• Twoje zadanie:
Sformatuj jako CSV o dwóch kolumnach, „treść” i „odpowiedź”, wyłącznie tę część materiału, która zaczyna się wierszem zawierającym „the woman riding”, a kończy wierszem zawierającym „[436,262,472,304]”. Każdy tekst razem z jego odpowiedzią umieść w osobnym wierszu, oba pola ujmij w cudzysłów, a łamania linii zamień na spacje.

[Zapisane dane]
--*--

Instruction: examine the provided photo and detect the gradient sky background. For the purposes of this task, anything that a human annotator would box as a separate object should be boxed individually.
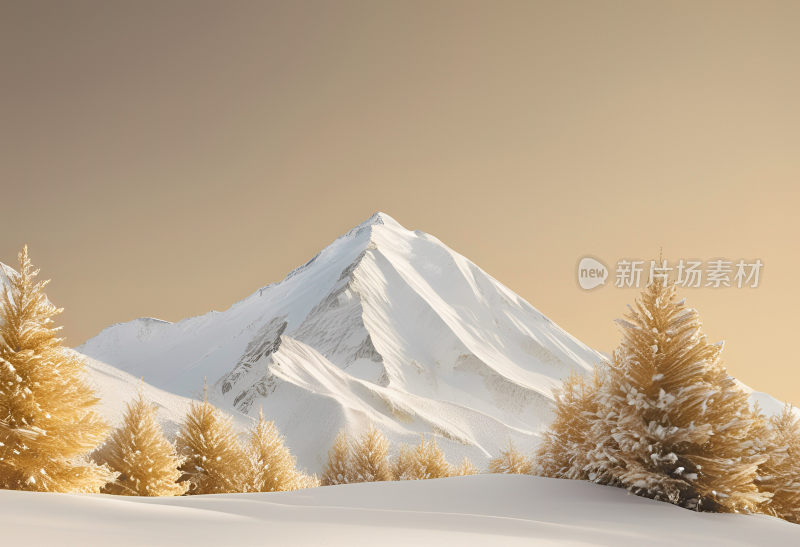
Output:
[0,0,800,403]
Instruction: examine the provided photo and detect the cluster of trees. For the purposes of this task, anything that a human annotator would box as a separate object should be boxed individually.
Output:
[534,283,800,522]
[321,426,512,486]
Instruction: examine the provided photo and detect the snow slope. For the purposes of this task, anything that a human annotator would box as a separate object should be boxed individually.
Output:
[79,356,251,439]
[77,213,602,471]
[0,475,800,547]
[0,213,783,472]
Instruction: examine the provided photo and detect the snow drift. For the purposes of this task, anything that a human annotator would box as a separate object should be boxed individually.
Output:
[0,475,800,547]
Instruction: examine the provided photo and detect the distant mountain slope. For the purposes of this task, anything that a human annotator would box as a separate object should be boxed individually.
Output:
[77,213,602,470]
[0,213,782,472]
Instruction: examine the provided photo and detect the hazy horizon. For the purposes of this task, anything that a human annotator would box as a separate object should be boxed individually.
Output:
[0,1,800,403]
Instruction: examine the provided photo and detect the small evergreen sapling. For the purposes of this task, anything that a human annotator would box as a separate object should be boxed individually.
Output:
[95,394,189,496]
[758,405,800,523]
[351,426,392,482]
[320,430,355,486]
[247,411,306,492]
[489,442,533,475]
[176,400,249,494]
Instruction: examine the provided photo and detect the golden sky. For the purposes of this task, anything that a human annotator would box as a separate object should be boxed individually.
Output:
[0,0,800,403]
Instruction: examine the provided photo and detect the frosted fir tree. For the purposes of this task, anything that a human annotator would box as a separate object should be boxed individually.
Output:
[0,247,114,492]
[758,405,800,523]
[395,435,452,480]
[389,444,416,481]
[489,442,533,475]
[451,456,480,477]
[586,283,768,511]
[321,430,354,486]
[351,426,392,482]
[95,393,189,496]
[247,411,306,492]
[532,368,601,479]
[176,390,249,494]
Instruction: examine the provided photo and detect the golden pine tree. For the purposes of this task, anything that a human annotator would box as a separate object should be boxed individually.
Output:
[586,283,768,511]
[452,456,480,477]
[351,426,392,482]
[758,405,800,523]
[320,430,354,486]
[532,368,601,480]
[95,394,189,496]
[395,435,452,480]
[0,247,114,492]
[176,400,249,494]
[247,411,309,492]
[489,442,533,475]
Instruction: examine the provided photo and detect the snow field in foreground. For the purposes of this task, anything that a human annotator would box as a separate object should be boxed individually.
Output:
[0,475,800,547]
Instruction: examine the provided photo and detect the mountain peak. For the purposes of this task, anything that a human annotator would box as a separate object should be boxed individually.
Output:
[360,211,405,229]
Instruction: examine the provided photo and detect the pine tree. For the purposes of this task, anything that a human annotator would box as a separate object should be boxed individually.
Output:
[176,400,249,494]
[321,430,354,486]
[452,456,480,477]
[351,426,392,482]
[395,435,452,480]
[758,405,800,523]
[489,442,533,475]
[0,247,114,492]
[586,283,768,511]
[533,368,601,480]
[248,411,307,492]
[390,444,416,481]
[95,394,189,496]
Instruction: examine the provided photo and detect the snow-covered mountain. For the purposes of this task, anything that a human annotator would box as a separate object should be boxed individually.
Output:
[77,213,602,470]
[0,213,783,471]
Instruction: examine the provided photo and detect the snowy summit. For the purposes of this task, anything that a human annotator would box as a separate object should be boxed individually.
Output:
[77,212,602,471]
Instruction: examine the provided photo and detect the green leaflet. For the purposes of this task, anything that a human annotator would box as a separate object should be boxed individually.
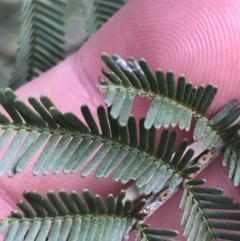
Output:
[0,190,145,241]
[180,180,240,241]
[99,53,217,130]
[194,100,240,186]
[9,0,66,89]
[0,89,200,194]
[83,0,127,39]
[135,223,178,241]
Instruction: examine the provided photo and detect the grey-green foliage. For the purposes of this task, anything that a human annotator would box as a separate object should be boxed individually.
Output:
[99,53,217,130]
[180,180,240,241]
[0,88,200,194]
[135,223,178,241]
[83,0,128,39]
[9,0,66,89]
[194,100,240,186]
[0,190,146,241]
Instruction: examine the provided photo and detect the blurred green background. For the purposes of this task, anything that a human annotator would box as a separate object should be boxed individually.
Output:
[0,0,123,87]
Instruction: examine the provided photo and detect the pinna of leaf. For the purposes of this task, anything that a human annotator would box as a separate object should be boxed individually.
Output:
[0,54,240,240]
[98,53,240,185]
[99,53,217,130]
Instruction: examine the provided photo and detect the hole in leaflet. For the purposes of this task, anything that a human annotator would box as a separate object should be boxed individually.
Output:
[207,149,215,159]
[188,172,197,179]
[198,154,210,166]
[159,190,169,201]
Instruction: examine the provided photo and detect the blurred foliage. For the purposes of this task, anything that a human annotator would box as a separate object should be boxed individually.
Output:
[0,0,126,87]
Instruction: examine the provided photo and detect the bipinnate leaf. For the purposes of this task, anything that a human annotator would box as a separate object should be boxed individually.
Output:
[0,189,144,241]
[98,53,217,130]
[0,89,200,194]
[8,0,66,89]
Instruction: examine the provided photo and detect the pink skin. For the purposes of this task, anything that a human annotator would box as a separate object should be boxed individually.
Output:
[0,0,240,240]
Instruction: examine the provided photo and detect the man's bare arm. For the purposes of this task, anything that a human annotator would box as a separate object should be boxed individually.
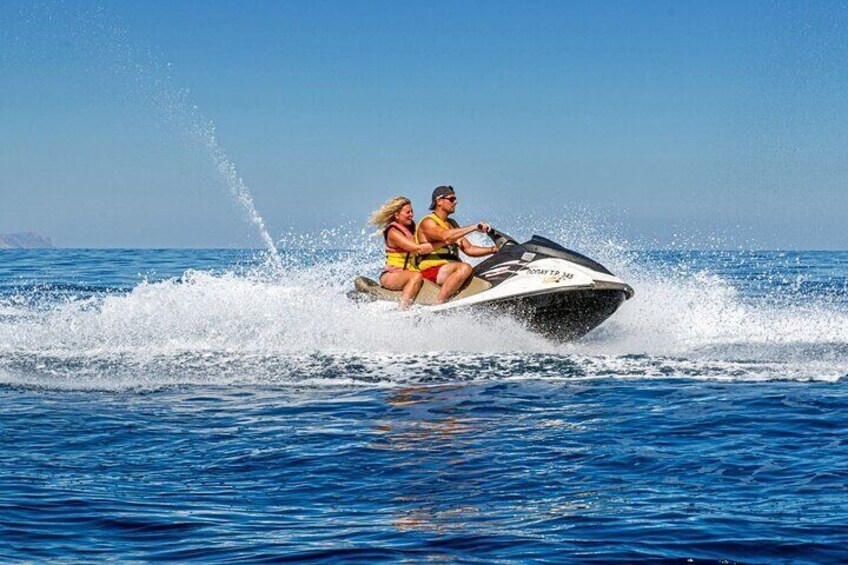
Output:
[421,218,488,245]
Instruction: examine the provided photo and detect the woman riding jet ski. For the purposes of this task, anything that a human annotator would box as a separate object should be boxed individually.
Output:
[352,224,634,341]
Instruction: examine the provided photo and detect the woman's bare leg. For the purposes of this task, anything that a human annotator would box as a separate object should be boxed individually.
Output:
[380,271,424,310]
[436,262,472,304]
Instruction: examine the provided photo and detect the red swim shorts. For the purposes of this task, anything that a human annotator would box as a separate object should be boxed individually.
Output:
[421,264,445,283]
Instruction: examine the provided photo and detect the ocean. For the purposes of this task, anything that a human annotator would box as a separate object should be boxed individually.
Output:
[0,248,848,564]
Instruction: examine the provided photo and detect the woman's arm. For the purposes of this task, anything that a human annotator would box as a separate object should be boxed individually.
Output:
[388,229,438,254]
[458,239,498,257]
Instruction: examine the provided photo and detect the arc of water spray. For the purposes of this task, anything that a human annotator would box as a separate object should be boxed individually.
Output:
[33,2,282,273]
[205,123,283,272]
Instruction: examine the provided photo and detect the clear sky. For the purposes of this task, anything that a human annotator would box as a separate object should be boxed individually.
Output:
[0,0,848,249]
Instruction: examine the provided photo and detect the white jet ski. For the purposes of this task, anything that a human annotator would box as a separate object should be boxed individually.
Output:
[350,230,634,341]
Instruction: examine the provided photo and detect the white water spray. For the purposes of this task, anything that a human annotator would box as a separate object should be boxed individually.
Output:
[16,1,281,264]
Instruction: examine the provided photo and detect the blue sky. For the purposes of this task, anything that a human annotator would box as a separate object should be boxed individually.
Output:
[0,0,848,249]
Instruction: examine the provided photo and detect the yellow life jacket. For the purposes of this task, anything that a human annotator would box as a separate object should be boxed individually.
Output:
[383,222,418,272]
[415,213,461,271]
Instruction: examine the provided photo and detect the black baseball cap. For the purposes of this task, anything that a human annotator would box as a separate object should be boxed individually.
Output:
[430,185,454,210]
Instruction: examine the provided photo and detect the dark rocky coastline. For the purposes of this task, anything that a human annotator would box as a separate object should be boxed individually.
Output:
[0,232,53,249]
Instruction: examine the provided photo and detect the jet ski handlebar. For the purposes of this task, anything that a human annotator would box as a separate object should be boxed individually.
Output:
[481,224,518,250]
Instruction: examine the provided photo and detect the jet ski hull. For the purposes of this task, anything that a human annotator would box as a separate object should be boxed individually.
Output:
[474,288,627,341]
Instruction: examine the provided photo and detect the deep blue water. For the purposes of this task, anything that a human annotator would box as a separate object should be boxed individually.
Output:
[0,250,848,563]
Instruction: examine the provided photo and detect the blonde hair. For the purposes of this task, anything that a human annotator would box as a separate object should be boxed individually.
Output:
[369,196,412,228]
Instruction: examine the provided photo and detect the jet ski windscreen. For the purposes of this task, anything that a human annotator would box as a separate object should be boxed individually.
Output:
[521,235,615,276]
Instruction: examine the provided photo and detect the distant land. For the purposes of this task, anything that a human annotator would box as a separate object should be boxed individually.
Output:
[0,232,53,249]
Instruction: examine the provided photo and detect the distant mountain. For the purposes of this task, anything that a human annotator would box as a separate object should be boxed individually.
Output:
[0,232,53,249]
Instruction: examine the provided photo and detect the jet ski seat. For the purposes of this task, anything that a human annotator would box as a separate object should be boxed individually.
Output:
[353,277,492,306]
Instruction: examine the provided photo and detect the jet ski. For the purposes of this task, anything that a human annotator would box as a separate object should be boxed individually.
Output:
[350,230,634,341]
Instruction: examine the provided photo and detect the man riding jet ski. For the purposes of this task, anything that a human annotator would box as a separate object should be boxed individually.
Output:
[351,229,634,341]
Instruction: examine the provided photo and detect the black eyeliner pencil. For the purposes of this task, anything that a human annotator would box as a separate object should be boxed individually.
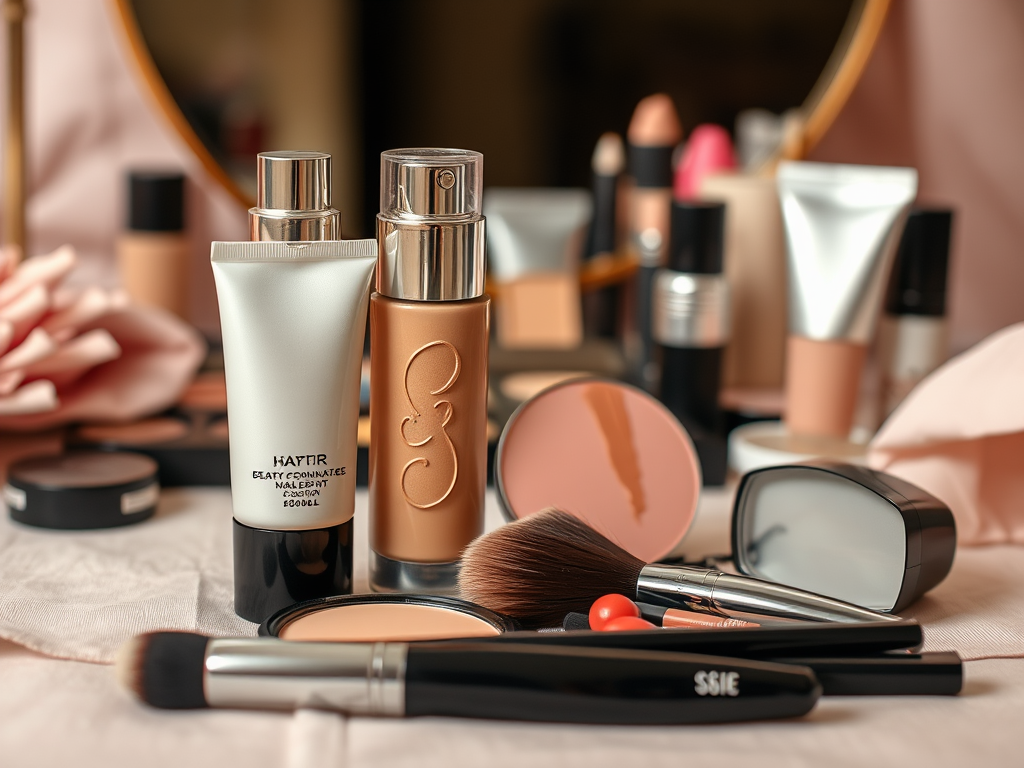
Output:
[495,614,925,658]
[117,632,821,725]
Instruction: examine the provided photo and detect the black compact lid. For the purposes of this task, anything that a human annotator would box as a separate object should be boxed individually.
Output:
[3,451,160,530]
[667,202,725,274]
[886,209,953,316]
[258,594,519,637]
[128,171,185,232]
[732,461,956,613]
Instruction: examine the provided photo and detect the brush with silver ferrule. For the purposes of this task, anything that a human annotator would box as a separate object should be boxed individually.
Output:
[459,509,899,629]
[117,632,821,725]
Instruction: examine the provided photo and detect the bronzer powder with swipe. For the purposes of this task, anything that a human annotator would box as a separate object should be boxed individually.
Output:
[495,379,700,562]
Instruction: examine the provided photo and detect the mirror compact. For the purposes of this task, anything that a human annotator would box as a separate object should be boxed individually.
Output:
[732,462,956,613]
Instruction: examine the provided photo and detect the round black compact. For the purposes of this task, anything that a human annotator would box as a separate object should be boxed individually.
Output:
[3,451,160,530]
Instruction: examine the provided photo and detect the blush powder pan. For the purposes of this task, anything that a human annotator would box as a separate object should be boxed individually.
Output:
[259,594,516,643]
[495,379,700,562]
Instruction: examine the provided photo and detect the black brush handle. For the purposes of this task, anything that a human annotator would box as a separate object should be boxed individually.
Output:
[406,642,821,725]
[777,651,964,696]
[478,614,925,658]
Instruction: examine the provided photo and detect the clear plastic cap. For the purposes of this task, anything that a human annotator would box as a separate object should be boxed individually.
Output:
[380,148,483,218]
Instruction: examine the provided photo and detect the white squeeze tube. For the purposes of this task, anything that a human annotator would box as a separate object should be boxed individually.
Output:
[210,153,377,622]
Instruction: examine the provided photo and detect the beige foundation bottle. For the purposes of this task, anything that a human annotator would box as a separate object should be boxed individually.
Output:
[370,150,490,594]
[117,171,189,321]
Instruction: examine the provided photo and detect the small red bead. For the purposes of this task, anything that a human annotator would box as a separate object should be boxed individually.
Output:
[590,595,640,630]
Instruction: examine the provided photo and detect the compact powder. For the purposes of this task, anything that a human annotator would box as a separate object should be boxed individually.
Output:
[495,379,700,562]
[280,603,501,642]
[259,593,517,642]
[2,451,160,530]
[78,418,188,445]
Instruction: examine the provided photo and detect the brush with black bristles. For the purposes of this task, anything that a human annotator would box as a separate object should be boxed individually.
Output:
[459,509,899,629]
[117,632,821,725]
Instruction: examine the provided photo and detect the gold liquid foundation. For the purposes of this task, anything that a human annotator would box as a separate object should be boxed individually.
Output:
[117,172,190,321]
[370,150,490,593]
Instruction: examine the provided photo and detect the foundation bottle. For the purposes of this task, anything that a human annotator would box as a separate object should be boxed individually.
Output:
[117,172,189,321]
[370,148,490,594]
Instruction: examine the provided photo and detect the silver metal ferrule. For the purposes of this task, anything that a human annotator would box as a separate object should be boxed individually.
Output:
[651,269,729,348]
[377,148,485,301]
[637,565,900,624]
[204,638,409,716]
[249,152,341,242]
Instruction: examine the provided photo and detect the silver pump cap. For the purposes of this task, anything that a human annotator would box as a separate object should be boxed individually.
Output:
[650,269,730,348]
[249,152,341,242]
[377,148,485,301]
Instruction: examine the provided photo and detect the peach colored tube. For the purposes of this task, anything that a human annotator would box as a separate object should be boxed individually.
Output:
[785,336,867,438]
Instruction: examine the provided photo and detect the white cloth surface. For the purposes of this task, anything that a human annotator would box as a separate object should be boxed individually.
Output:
[0,488,256,662]
[0,488,1024,663]
[0,488,1024,768]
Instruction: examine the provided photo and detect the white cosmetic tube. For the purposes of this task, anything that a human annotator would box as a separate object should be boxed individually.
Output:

--*--

• Wykonane zadanie:
treść,odpowiedź
"Instruction: examine the provided photo and detect the woman riding jet ski. For the purposes of this task, anything that a human annotator would box as a separate object should be boxed individually. Output:","[352,224,634,341]"
"Instruction: examine the provided photo and detect the woman's bare leg. For the purposes of this task, anything that a human annotator would box as a separate object should be boxed individually. Output:","[380,271,424,310] [436,262,472,304]"